* [ASSIGNMENT] Every record below must be set down again exactly as given.
------------------------------------------------------------
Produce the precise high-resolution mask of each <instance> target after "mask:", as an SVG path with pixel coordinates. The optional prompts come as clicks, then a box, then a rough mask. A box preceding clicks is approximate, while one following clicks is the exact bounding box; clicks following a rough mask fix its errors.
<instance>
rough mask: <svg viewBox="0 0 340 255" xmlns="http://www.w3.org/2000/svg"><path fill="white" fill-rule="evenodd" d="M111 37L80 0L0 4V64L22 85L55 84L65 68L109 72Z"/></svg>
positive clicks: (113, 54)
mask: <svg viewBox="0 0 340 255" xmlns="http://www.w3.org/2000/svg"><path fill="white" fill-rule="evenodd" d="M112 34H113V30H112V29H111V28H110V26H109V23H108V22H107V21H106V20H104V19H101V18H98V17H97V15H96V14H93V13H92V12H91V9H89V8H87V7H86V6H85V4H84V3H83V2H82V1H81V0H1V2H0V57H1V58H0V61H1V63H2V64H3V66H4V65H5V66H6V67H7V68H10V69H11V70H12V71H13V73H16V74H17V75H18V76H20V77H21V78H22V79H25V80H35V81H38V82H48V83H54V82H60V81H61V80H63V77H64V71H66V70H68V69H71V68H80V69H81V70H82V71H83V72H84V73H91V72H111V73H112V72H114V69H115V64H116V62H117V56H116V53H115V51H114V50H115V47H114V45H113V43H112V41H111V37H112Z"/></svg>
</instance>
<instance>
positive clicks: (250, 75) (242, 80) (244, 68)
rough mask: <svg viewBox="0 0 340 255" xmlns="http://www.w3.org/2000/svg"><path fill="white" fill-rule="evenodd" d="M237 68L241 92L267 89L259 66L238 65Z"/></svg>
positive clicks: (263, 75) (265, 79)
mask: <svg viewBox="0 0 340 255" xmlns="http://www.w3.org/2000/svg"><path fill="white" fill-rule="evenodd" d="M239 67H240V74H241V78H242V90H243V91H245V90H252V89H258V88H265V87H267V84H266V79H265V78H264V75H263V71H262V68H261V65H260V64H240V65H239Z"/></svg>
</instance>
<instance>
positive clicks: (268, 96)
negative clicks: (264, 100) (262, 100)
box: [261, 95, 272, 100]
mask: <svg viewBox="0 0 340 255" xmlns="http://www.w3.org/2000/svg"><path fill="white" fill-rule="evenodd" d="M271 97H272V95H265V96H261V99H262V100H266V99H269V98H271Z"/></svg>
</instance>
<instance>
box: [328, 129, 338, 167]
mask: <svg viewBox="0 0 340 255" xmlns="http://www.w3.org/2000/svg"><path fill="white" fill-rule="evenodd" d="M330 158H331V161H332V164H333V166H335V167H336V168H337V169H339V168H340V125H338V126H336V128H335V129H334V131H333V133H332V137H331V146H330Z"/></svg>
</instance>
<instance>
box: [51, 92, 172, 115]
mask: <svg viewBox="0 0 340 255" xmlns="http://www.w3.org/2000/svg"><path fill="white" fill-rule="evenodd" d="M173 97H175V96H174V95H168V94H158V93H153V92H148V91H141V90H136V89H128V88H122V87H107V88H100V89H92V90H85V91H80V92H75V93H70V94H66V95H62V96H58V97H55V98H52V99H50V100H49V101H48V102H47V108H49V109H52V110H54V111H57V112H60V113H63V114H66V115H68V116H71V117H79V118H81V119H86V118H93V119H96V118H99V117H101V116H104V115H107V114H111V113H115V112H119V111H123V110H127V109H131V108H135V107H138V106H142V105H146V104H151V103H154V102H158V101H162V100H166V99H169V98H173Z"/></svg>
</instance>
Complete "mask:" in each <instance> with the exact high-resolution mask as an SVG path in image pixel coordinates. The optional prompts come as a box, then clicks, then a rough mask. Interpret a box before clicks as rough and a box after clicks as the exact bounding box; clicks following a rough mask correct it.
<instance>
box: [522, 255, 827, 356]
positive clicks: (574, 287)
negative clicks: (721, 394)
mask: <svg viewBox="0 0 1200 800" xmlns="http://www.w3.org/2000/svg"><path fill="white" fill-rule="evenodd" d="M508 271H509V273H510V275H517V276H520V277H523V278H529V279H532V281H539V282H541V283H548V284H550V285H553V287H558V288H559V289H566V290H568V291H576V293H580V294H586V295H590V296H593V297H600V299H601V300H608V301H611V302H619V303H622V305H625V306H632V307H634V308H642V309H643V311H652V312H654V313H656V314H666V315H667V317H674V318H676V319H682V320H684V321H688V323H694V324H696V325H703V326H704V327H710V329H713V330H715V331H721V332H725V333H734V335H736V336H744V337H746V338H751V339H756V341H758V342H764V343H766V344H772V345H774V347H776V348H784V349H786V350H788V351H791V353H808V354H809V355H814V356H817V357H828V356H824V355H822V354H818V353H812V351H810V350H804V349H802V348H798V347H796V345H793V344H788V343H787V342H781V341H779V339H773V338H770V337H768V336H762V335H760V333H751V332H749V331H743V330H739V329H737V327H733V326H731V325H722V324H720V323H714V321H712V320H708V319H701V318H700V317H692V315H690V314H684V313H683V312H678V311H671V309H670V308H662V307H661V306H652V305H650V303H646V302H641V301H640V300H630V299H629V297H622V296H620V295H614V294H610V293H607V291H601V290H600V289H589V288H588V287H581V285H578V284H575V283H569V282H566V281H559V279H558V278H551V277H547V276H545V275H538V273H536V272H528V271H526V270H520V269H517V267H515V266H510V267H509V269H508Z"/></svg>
------------------------------------------------------------
* [TASK RESULT]
Produce the precise high-resolution mask of each <instance> target after "mask:", as an SVG path with pixel coordinates. The optional prompts come as clicks, then a box, then a rough mask. A box preceding clicks is approximate, while one following clicks is the exact bounding box; clicks following a rough mask fix its errors.
<instance>
rough mask: <svg viewBox="0 0 340 255" xmlns="http://www.w3.org/2000/svg"><path fill="white" fill-rule="evenodd" d="M111 37L80 0L0 4V64L22 85L55 84L65 68L109 72Z"/></svg>
positive clicks: (113, 54)
mask: <svg viewBox="0 0 340 255" xmlns="http://www.w3.org/2000/svg"><path fill="white" fill-rule="evenodd" d="M112 34H113V30H112V29H111V28H110V26H109V23H108V22H107V21H106V20H104V19H101V18H98V17H97V15H96V14H93V13H92V12H91V9H89V8H87V7H86V6H85V4H84V3H83V2H82V1H81V0H1V2H0V57H1V58H0V61H1V63H2V64H3V66H4V65H5V66H6V67H7V68H10V69H11V70H12V71H13V73H16V74H17V75H18V76H20V77H21V78H22V79H25V80H35V81H38V82H48V83H54V82H60V81H61V80H63V77H64V71H66V70H68V69H71V68H80V69H81V70H82V71H83V72H84V73H91V72H111V73H112V72H114V69H115V64H116V62H117V56H116V53H115V51H114V50H115V47H114V45H113V43H112V41H111V37H112Z"/></svg>
</instance>
<instance>
positive clicks: (250, 75) (242, 80) (244, 68)
rough mask: <svg viewBox="0 0 340 255" xmlns="http://www.w3.org/2000/svg"><path fill="white" fill-rule="evenodd" d="M237 68L241 92L267 89L259 66L238 65Z"/></svg>
positive clicks: (263, 75) (265, 79)
mask: <svg viewBox="0 0 340 255" xmlns="http://www.w3.org/2000/svg"><path fill="white" fill-rule="evenodd" d="M239 67H240V74H241V78H242V90H243V91H245V90H252V89H258V88H265V87H267V84H266V79H265V78H264V75H263V71H262V68H261V65H260V64H240V65H239Z"/></svg>
</instance>
<instance>
positive clicks: (268, 96)
negative clicks: (264, 100) (262, 100)
box: [261, 95, 272, 100]
mask: <svg viewBox="0 0 340 255" xmlns="http://www.w3.org/2000/svg"><path fill="white" fill-rule="evenodd" d="M271 97H272V95H265V96H261V99H262V100H266V99H269V98H271Z"/></svg>
</instance>
<instance>
box: [328, 129, 338, 167]
mask: <svg viewBox="0 0 340 255" xmlns="http://www.w3.org/2000/svg"><path fill="white" fill-rule="evenodd" d="M330 158H331V161H332V164H333V166H335V167H336V168H337V169H339V168H340V125H338V126H336V128H335V129H334V131H333V133H332V137H331V146H330Z"/></svg>
</instance>
<instance>
box: [51, 92, 172, 115]
mask: <svg viewBox="0 0 340 255" xmlns="http://www.w3.org/2000/svg"><path fill="white" fill-rule="evenodd" d="M173 97H175V96H174V95H168V94H158V93H153V92H148V91H141V90H136V89H128V88H122V87H107V88H100V89H92V90H85V91H80V92H75V93H70V94H66V95H62V96H58V97H55V98H52V99H50V100H49V101H48V102H47V108H49V109H52V110H54V111H57V112H60V113H63V114H66V115H68V116H71V117H79V118H81V119H86V118H93V119H96V118H99V117H101V116H104V115H107V114H111V113H115V112H119V111H123V110H127V109H131V108H135V107H138V106H142V105H146V104H151V103H154V102H158V101H162V100H166V99H169V98H173Z"/></svg>
</instance>
Complete "mask:" in each <instance> with the exact high-resolution mask as an SVG path in image pixel coordinates. The optional prompts come as a box, then clicks, then a rough mask. Interpret a box before clicks as rough and a box after clicks as the exact bounding box; clicks following a rough mask correct it.
<instance>
box: [522, 255, 827, 356]
positive clicks: (574, 287)
negative clicks: (721, 394)
mask: <svg viewBox="0 0 1200 800" xmlns="http://www.w3.org/2000/svg"><path fill="white" fill-rule="evenodd" d="M508 271H509V273H510V275H517V276H520V277H523V278H529V279H532V281H539V282H541V283H548V284H550V285H553V287H558V288H559V289H566V290H568V291H576V293H580V294H586V295H590V296H593V297H600V299H601V300H608V301H611V302H619V303H622V305H625V306H632V307H634V308H642V309H643V311H652V312H654V313H656V314H666V315H667V317H674V318H676V319H682V320H684V321H688V323H694V324H696V325H703V326H704V327H710V329H713V330H715V331H721V332H725V333H734V335H736V336H744V337H746V338H751V339H756V341H758V342H764V343H766V344H772V345H774V347H776V348H784V349H786V350H788V351H791V353H808V354H809V355H814V356H817V357H828V356H824V355H822V354H818V353H812V351H810V350H804V349H802V348H798V347H796V345H793V344H788V343H787V342H781V341H779V339H773V338H770V337H768V336H762V335H760V333H751V332H749V331H743V330H739V329H737V327H733V326H731V325H722V324H720V323H714V321H712V320H708V319H701V318H700V317H692V315H690V314H684V313H683V312H678V311H671V309H670V308H662V307H661V306H652V305H650V303H646V302H641V301H640V300H630V299H629V297H622V296H620V295H614V294H610V293H607V291H601V290H600V289H589V288H588V287H581V285H578V284H575V283H569V282H566V281H559V279H558V278H551V277H547V276H545V275H538V273H536V272H528V271H526V270H520V269H517V267H515V266H510V267H509V269H508Z"/></svg>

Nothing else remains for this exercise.